= Instruction =
From the records below, extract every line containing the word "distant", treating uppercase and lowercase as different.

= Data listing =
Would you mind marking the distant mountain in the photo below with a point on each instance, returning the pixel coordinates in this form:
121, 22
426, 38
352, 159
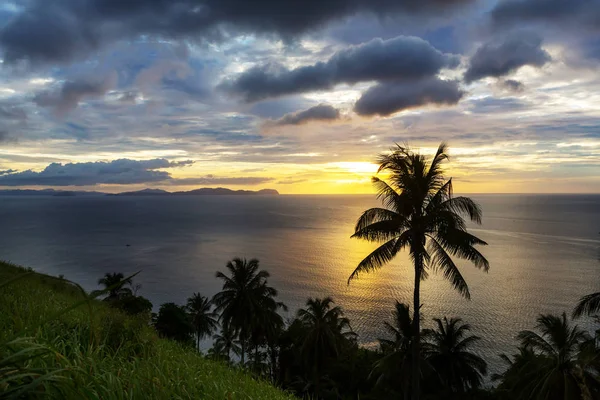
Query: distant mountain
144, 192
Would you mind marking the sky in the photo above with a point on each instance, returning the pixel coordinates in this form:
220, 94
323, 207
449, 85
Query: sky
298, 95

--

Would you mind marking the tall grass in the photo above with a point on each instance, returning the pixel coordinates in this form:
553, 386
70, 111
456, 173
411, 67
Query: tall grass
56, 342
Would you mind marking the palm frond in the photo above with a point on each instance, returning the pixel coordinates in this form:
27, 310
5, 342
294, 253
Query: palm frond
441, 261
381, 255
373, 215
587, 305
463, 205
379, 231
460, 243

---

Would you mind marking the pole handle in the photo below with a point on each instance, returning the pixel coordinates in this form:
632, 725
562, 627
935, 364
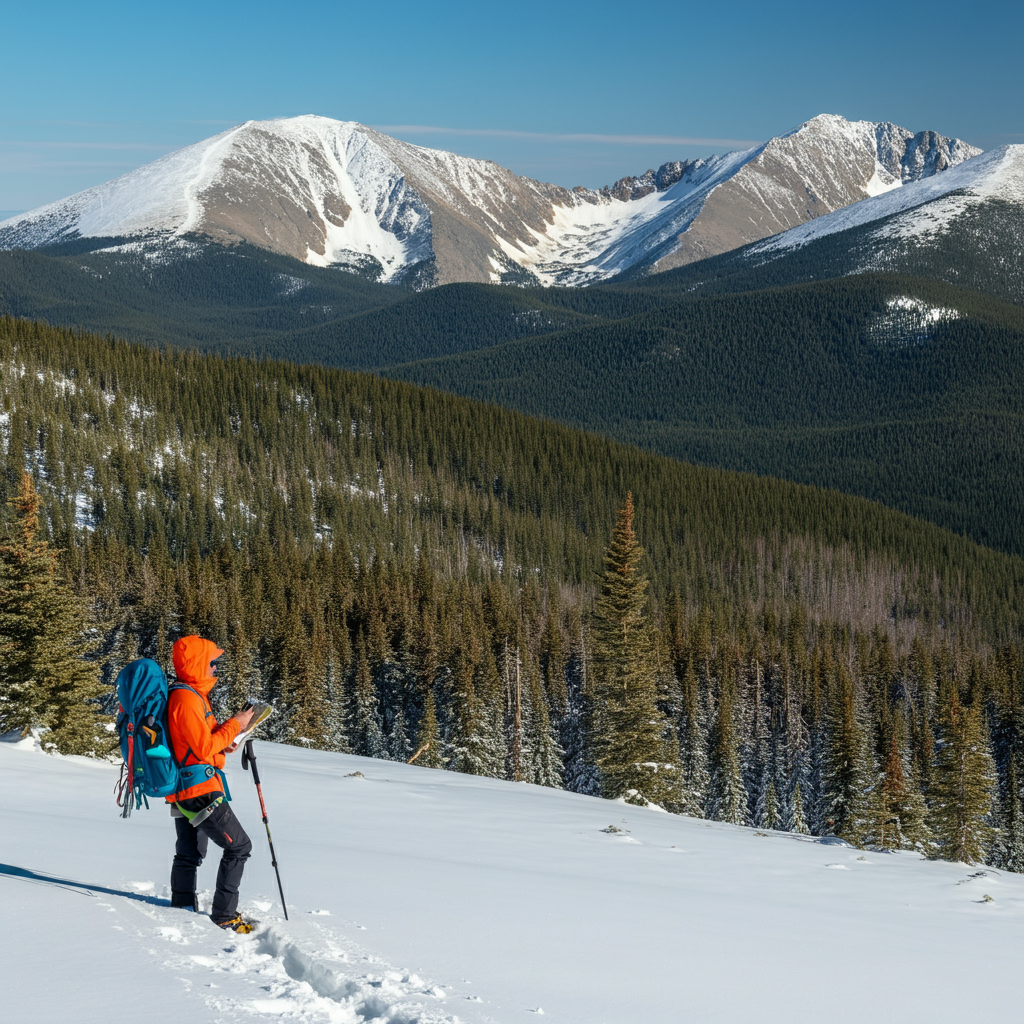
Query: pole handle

= Task solution =
Would you mind marking the distant mountain in the photo below with a point on each instance, returning the pixel coordinates in this form:
Query: distant mountain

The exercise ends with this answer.